> [Source text]
════════════════
The city of Tampa has taken another critical step to further the renaissance of the downtown waterfront. Officials recently solicited bids for a parcel of city property that would further connect the growing downtown with neighboring West Tampa. The project has enormous potential — for jobs, affordable housing, and awakening Tampa’s historic appeal — and the city should aim high in selecting a developer and a winning proposal.
The city solicited proposals in October to remake an 18-acre tract called the “Rome Yard," a parcel overlooking the Hillsborough River south of Columbus Drive that the city had long used as a maintenance and storage ground. The city hopes to transform the property into a mixed-use development with apartments, shops and offices and other amenities. It also would serve as the northern anchor to the West River development, a broader public-private initiative to convert former public housing into a new community.
Former Mayor Bob Buckhorn solicited proposals late in his term, but wisely pulled back soon before leaving office in 2019 to let the incoming mayor put her imprint on the project. Mayor Jane Castor now faces an economy ravaged by the coronavirus and reeling with uncertainty. Still, the city has every reason to remain encouraged. The urban market is still strong, mixed-use is still appealing, and Tampa’s riverfront — only blocks away — has become a hub of new restaurants, parks and outdoor activities. With researchers reporting strong gains on a coronavirus vaccine, the trick now is to hold out and hope for a wider recovery sometime soon. And any development would take time, anyway. The city was right to push forward in seeking bids, as evidenced by the dozens of interested parties who attended an informational session last month. The proposals are due Dec. 15.
════════════════
> [Extracted data]

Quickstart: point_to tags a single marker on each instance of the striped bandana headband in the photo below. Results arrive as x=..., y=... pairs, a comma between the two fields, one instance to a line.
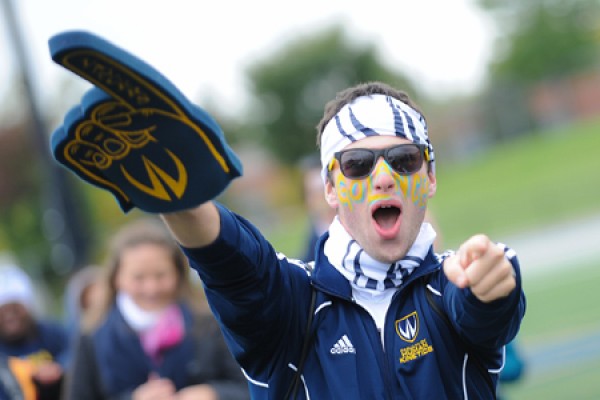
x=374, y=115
════════════════
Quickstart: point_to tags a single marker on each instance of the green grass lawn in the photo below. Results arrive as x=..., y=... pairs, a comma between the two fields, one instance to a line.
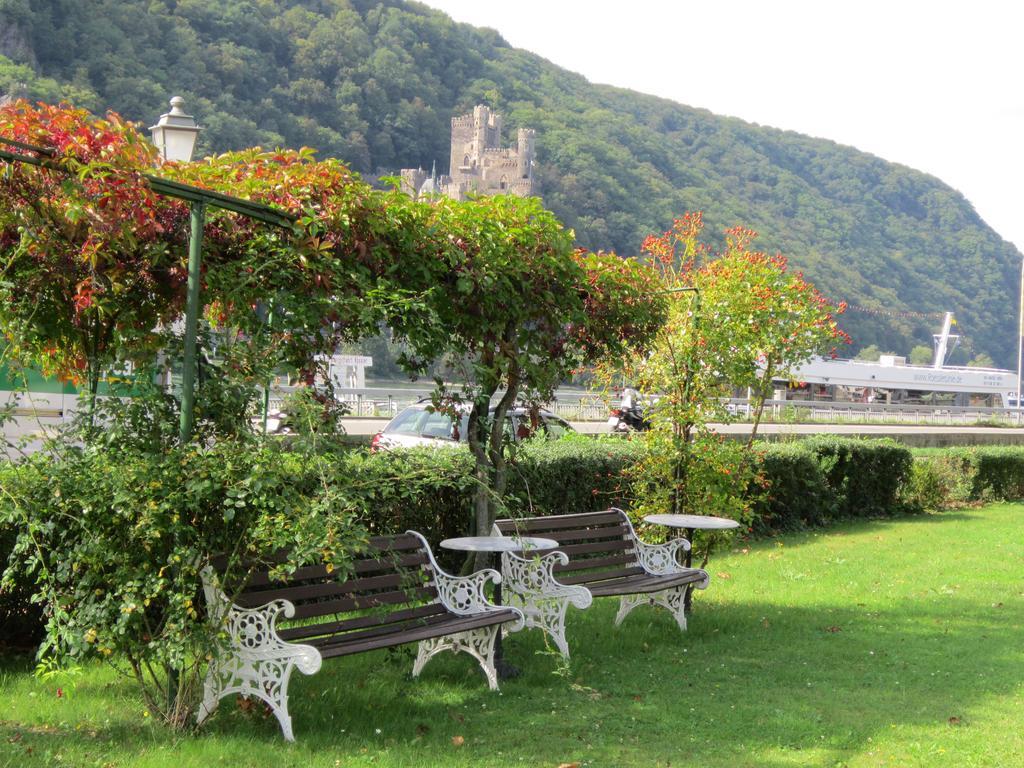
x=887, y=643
════════════════
Pick up the editorial on Tampa's Rome Yard redevelopment after its final sentence and write what comes next. The records were drawn from a separate source.

> [Answer to this problem]
The Rome Yard is prime real estate, on a bluff overlooking the river’s northern slope to downtown. The city is open to a range of possibilities, though it wants any development to serve a wide public benefit. That includes an accommodation for bus, bike and pedestrian traffic, set-asides for locally-owned small businesses and a workforce training center and design elements that recognize West Tampa’s historic Latin heritage. The city also wants at least 40 percent of the residential units reserved for those making no more than 140 percent of area median income, or $93,660 for a family of four; at least 20 percent of the units are to be reserved for those earning 80 percent of the area median income, or $53,500 for a family of four. This could be a template for further leveraging public land to make urban living more affordable.
The project is the culmination of years of solid planning, and Castor is right to recognize the value of this property. Residents and business owners in the area are involved in shaping the development, which speaks to the inclusive vision for this area that Castor has in mind. The city needs to keep this bullish attitude and find a developer who shares this commitment to expanding and enlivening the urban core.